## Required task
Swap "avocado" for "peach" in everything from the line containing "Where can the avocado" down to the last of the lines. Write out only that stretch, with nothing else changed.

# start of Stored data

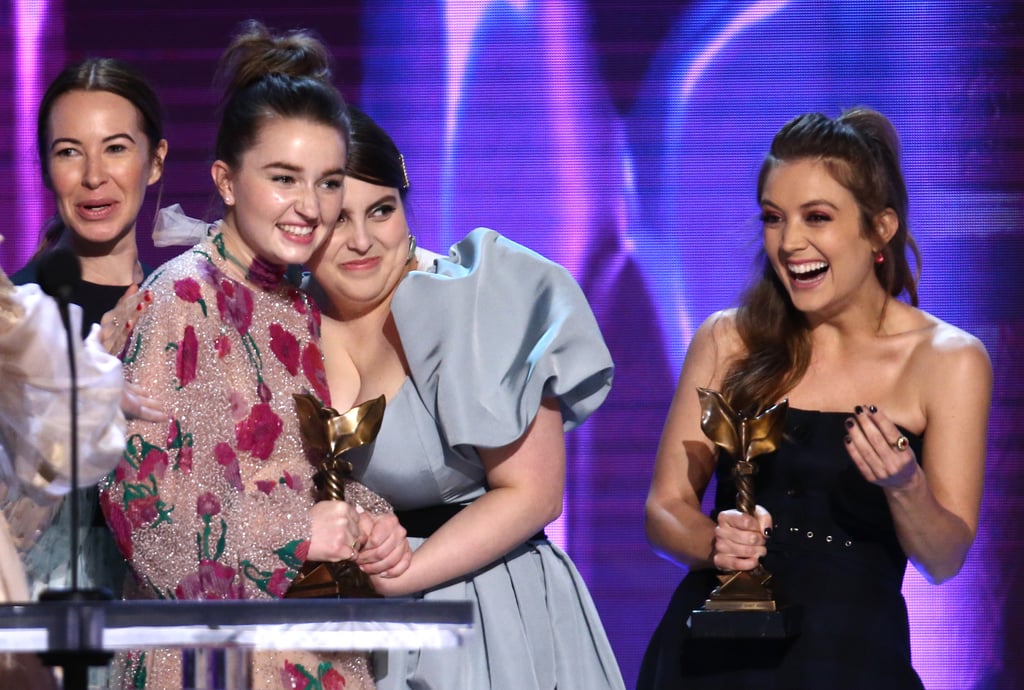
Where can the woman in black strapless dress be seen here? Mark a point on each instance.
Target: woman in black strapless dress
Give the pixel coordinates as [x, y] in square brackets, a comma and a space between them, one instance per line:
[884, 449]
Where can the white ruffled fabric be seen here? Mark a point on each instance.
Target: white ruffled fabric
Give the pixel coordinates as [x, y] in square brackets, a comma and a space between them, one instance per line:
[35, 400]
[174, 228]
[35, 419]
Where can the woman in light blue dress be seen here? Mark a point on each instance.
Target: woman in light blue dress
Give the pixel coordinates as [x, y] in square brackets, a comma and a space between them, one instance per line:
[486, 357]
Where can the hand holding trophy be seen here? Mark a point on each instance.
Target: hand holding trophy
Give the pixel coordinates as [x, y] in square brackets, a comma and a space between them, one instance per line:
[333, 434]
[742, 605]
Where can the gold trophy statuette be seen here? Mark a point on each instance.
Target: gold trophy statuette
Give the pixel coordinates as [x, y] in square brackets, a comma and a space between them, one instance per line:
[742, 604]
[334, 434]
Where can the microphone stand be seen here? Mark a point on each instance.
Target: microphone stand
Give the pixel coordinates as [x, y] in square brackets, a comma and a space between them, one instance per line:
[78, 644]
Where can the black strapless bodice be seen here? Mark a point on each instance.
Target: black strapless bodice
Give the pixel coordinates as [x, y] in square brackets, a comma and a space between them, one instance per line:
[834, 555]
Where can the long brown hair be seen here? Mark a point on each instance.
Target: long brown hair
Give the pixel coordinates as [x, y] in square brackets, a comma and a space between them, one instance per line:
[860, 149]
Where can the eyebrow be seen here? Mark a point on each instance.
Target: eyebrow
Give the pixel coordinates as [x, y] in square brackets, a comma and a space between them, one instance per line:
[298, 169]
[805, 205]
[105, 139]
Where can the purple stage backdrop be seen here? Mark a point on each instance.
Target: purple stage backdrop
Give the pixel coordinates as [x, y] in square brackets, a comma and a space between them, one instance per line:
[623, 138]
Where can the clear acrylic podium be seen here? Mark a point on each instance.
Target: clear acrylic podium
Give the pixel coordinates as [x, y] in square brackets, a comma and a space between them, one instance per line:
[81, 634]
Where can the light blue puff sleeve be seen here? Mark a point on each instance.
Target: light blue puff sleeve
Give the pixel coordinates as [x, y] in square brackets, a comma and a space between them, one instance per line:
[489, 332]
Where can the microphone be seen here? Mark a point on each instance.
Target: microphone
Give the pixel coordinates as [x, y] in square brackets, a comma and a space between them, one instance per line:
[78, 644]
[58, 272]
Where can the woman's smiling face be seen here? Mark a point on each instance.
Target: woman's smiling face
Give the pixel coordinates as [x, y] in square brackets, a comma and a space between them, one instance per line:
[814, 239]
[100, 163]
[366, 258]
[285, 197]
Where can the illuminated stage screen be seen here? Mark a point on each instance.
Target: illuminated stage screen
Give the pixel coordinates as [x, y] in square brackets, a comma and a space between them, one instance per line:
[623, 140]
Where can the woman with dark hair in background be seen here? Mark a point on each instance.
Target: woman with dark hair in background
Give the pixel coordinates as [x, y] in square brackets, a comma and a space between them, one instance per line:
[100, 141]
[486, 357]
[100, 144]
[219, 505]
[884, 453]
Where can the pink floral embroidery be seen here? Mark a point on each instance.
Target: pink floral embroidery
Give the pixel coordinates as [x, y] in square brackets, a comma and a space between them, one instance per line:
[222, 345]
[118, 522]
[187, 355]
[312, 367]
[207, 504]
[211, 580]
[286, 346]
[235, 301]
[293, 678]
[142, 511]
[223, 454]
[226, 458]
[333, 680]
[258, 432]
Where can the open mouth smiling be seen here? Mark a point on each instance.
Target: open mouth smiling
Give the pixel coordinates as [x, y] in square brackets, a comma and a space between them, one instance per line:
[806, 271]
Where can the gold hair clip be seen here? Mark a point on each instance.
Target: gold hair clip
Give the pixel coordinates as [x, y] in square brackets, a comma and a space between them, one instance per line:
[404, 174]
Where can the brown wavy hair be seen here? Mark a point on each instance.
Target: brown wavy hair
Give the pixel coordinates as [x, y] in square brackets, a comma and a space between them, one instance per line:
[267, 76]
[860, 149]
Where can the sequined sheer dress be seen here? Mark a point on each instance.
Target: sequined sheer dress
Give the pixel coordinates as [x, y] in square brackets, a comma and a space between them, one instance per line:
[834, 554]
[215, 505]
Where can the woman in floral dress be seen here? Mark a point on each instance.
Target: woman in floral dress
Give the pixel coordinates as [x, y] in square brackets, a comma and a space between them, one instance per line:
[219, 503]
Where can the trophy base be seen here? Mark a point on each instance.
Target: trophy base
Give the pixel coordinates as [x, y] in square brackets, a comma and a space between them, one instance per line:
[739, 622]
[331, 580]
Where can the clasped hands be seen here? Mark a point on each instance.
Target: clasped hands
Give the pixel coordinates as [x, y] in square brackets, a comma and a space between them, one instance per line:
[343, 531]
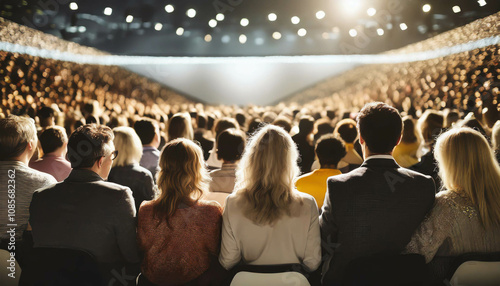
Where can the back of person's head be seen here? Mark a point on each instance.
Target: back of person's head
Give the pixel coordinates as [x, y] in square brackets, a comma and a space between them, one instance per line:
[183, 177]
[88, 144]
[16, 133]
[430, 125]
[266, 174]
[53, 138]
[179, 126]
[146, 129]
[346, 129]
[467, 165]
[129, 146]
[380, 126]
[230, 145]
[330, 150]
[306, 125]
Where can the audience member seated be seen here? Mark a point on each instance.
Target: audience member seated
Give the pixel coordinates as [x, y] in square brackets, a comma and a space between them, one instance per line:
[179, 233]
[126, 170]
[304, 140]
[149, 133]
[85, 212]
[466, 216]
[54, 142]
[266, 221]
[375, 208]
[230, 146]
[329, 151]
[18, 142]
[405, 153]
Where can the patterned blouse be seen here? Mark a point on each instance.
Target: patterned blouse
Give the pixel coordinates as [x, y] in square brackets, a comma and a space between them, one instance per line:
[453, 227]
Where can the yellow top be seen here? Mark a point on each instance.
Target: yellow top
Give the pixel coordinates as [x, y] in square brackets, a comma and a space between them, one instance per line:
[314, 183]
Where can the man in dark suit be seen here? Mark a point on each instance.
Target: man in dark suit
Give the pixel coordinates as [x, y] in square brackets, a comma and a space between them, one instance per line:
[84, 211]
[375, 208]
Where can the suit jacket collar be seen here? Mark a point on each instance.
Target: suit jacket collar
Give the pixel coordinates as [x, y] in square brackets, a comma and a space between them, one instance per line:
[83, 175]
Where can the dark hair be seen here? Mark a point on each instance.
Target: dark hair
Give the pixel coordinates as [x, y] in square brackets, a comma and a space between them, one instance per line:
[330, 150]
[52, 139]
[146, 129]
[380, 126]
[346, 129]
[230, 144]
[87, 144]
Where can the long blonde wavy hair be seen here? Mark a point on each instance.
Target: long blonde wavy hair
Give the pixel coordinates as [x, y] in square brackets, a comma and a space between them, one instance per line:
[266, 175]
[468, 166]
[183, 177]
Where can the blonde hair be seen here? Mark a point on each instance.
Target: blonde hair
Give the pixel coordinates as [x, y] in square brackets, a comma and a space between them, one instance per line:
[129, 146]
[183, 177]
[266, 175]
[467, 165]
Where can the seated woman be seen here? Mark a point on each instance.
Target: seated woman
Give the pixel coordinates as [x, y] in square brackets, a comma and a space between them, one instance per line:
[126, 169]
[267, 221]
[178, 232]
[466, 215]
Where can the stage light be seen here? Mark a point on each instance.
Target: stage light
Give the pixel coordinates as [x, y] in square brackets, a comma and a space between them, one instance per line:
[169, 8]
[371, 12]
[243, 39]
[320, 15]
[191, 13]
[108, 11]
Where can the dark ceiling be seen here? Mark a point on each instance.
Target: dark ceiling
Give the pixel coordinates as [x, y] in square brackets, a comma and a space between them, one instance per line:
[88, 25]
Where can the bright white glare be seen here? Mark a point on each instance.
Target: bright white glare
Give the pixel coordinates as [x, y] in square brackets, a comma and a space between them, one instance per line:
[320, 15]
[169, 8]
[191, 13]
[108, 11]
[371, 12]
[243, 39]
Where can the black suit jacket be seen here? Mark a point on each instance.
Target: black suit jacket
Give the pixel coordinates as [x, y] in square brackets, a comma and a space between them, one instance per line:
[373, 209]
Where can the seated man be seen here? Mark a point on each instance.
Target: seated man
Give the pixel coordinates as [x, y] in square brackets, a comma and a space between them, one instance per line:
[86, 212]
[54, 142]
[375, 208]
[329, 151]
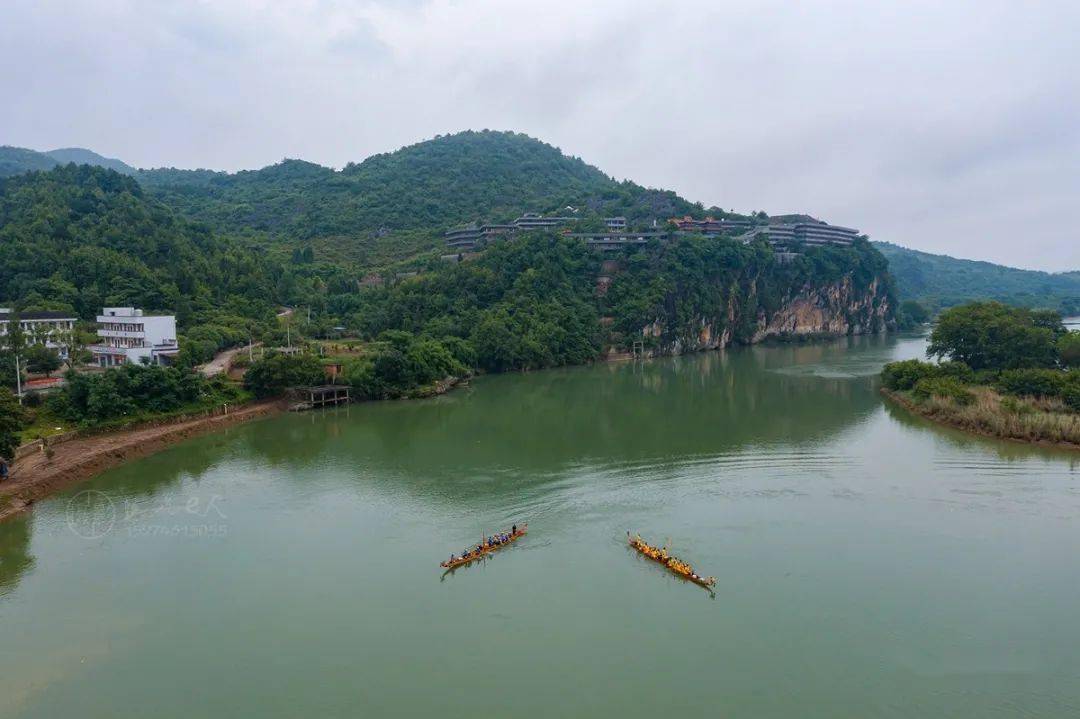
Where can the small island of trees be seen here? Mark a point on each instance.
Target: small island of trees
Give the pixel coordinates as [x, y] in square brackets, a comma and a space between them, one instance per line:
[1010, 372]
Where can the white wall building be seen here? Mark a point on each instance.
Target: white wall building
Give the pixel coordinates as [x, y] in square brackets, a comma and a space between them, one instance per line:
[127, 335]
[53, 328]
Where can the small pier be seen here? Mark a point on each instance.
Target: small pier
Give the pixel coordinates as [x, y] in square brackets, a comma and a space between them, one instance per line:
[312, 397]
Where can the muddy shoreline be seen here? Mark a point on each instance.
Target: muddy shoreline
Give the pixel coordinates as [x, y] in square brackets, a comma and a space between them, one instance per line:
[37, 476]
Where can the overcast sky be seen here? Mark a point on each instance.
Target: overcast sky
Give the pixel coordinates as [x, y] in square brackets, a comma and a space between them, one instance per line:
[946, 126]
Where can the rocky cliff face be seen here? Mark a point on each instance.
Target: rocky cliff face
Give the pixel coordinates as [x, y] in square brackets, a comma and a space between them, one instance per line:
[834, 309]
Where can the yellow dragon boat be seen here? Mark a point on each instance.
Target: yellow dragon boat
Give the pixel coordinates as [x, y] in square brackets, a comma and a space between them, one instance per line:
[675, 565]
[484, 548]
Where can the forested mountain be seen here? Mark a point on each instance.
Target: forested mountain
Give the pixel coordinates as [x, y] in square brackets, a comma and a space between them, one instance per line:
[17, 160]
[393, 205]
[429, 186]
[83, 157]
[939, 281]
[80, 238]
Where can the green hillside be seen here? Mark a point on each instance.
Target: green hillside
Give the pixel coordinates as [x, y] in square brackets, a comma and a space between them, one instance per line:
[80, 238]
[393, 205]
[83, 157]
[939, 281]
[18, 160]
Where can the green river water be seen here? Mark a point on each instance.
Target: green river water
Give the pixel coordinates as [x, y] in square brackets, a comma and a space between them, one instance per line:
[869, 564]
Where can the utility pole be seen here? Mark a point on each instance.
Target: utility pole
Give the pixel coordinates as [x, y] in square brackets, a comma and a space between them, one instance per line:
[18, 381]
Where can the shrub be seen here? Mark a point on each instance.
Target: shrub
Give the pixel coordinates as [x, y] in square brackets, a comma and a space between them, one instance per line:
[948, 388]
[906, 374]
[277, 372]
[1070, 395]
[1031, 382]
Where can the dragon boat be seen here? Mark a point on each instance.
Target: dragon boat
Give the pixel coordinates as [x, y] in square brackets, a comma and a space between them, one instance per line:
[484, 548]
[675, 565]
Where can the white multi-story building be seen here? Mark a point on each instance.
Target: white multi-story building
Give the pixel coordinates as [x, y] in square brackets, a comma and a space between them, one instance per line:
[127, 335]
[51, 328]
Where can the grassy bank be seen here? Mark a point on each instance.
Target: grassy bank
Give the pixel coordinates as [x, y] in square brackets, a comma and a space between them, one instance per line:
[991, 414]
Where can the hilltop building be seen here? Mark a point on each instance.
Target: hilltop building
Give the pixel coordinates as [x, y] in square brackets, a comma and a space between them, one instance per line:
[470, 235]
[800, 229]
[129, 335]
[710, 225]
[784, 234]
[51, 328]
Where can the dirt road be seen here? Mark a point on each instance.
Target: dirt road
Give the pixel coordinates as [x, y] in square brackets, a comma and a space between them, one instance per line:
[37, 476]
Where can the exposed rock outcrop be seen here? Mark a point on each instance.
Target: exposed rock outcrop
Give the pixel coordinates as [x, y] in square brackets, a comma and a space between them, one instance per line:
[834, 309]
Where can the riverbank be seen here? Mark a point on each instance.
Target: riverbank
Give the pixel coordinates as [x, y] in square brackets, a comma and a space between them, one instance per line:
[38, 475]
[991, 415]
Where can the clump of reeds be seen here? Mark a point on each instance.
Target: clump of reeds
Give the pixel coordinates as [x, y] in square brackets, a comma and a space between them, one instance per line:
[1013, 418]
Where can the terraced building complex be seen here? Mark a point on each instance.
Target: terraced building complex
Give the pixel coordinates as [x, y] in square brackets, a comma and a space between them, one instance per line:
[784, 236]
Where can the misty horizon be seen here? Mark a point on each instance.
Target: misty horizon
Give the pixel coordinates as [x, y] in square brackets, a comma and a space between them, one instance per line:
[949, 130]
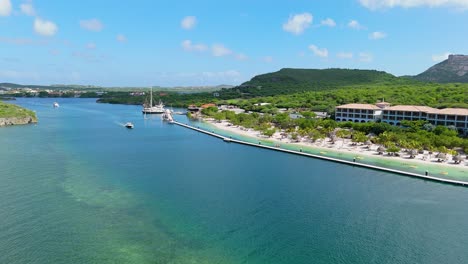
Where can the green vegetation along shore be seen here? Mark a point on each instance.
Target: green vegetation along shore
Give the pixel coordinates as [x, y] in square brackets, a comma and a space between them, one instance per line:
[14, 115]
[317, 90]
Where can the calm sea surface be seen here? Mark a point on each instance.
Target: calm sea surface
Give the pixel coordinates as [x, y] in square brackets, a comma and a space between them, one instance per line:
[80, 188]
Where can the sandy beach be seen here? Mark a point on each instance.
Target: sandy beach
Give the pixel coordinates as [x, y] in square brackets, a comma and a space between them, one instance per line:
[340, 145]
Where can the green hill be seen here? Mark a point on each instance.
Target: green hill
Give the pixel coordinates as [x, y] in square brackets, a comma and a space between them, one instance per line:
[11, 114]
[287, 81]
[452, 70]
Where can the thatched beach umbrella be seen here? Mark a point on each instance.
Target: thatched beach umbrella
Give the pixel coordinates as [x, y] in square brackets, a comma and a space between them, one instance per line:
[441, 156]
[458, 158]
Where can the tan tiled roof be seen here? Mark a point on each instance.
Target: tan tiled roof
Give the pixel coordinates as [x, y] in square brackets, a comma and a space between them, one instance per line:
[359, 106]
[452, 111]
[411, 108]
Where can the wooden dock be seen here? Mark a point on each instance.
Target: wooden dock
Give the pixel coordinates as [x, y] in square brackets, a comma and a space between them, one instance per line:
[353, 163]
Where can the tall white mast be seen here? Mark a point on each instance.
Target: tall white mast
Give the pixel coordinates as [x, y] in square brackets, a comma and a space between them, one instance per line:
[151, 96]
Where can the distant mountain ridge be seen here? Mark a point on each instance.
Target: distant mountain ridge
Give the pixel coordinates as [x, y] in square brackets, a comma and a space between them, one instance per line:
[452, 70]
[289, 80]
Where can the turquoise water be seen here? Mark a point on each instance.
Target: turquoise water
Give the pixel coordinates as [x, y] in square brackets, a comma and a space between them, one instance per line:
[80, 188]
[450, 171]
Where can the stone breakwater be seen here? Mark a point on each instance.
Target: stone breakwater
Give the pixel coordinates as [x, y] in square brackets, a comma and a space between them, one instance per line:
[8, 121]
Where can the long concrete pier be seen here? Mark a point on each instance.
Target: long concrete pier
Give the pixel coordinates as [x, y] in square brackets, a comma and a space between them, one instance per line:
[353, 163]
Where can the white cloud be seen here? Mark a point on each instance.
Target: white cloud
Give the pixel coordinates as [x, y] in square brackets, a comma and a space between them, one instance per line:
[219, 50]
[44, 27]
[241, 57]
[187, 45]
[320, 52]
[268, 59]
[5, 7]
[91, 45]
[365, 57]
[377, 35]
[345, 55]
[28, 9]
[121, 38]
[382, 4]
[440, 57]
[92, 25]
[298, 23]
[188, 22]
[328, 22]
[354, 24]
[54, 52]
[22, 41]
[19, 75]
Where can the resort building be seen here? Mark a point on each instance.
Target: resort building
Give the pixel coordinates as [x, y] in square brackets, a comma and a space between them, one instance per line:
[457, 117]
[393, 115]
[359, 113]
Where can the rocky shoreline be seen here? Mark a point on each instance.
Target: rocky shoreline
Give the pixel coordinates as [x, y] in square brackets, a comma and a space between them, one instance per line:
[8, 121]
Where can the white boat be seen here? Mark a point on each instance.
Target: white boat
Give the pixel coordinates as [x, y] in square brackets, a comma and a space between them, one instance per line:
[167, 116]
[153, 109]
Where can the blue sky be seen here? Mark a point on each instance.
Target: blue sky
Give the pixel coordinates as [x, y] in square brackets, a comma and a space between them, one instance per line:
[207, 42]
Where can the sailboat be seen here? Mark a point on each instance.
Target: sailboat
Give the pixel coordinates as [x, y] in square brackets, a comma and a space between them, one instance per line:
[153, 109]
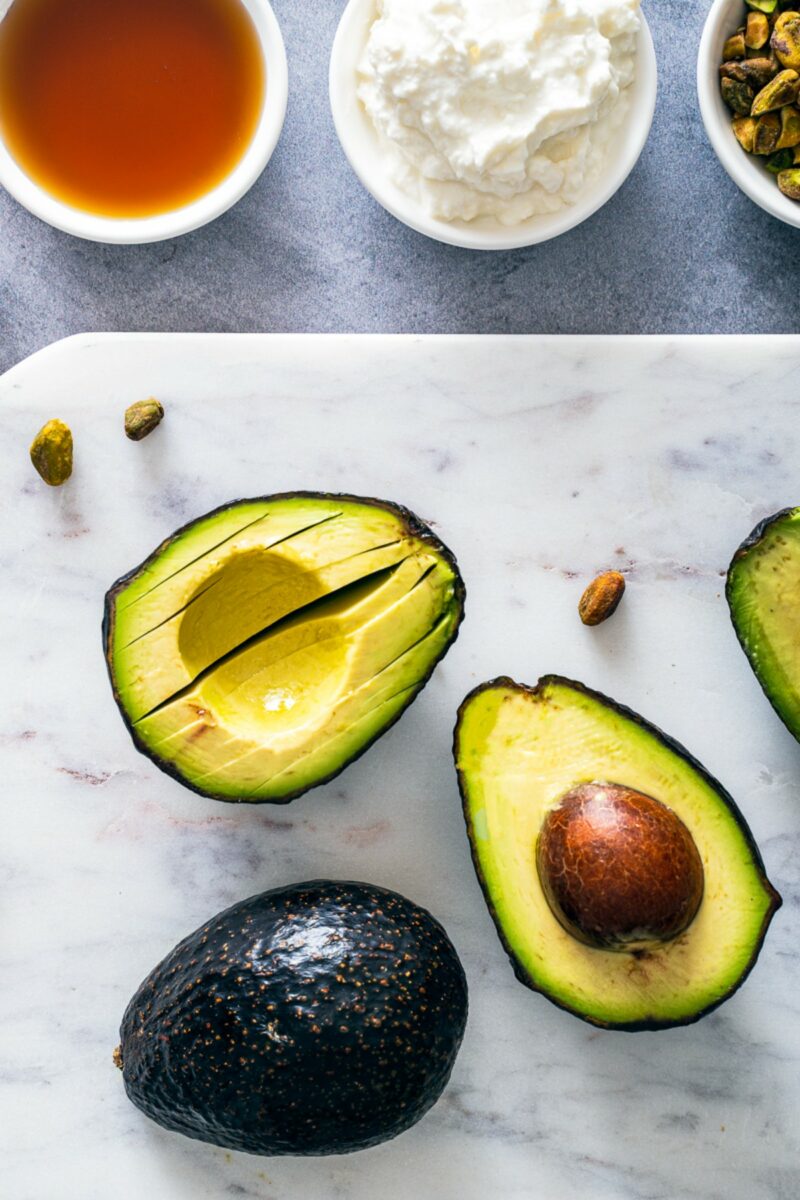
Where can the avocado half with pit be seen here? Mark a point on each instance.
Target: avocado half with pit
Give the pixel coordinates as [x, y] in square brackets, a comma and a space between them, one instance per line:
[623, 880]
[265, 646]
[763, 591]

# end of Stored data

## Result for this task
Where can the peach half with pit be seen here? Mark a point on each instance.
Target: peach half with pit
Give the pixel coordinates as [x, y] in square brackets, a comma and a space between them, one instance per line:
[623, 880]
[265, 646]
[763, 591]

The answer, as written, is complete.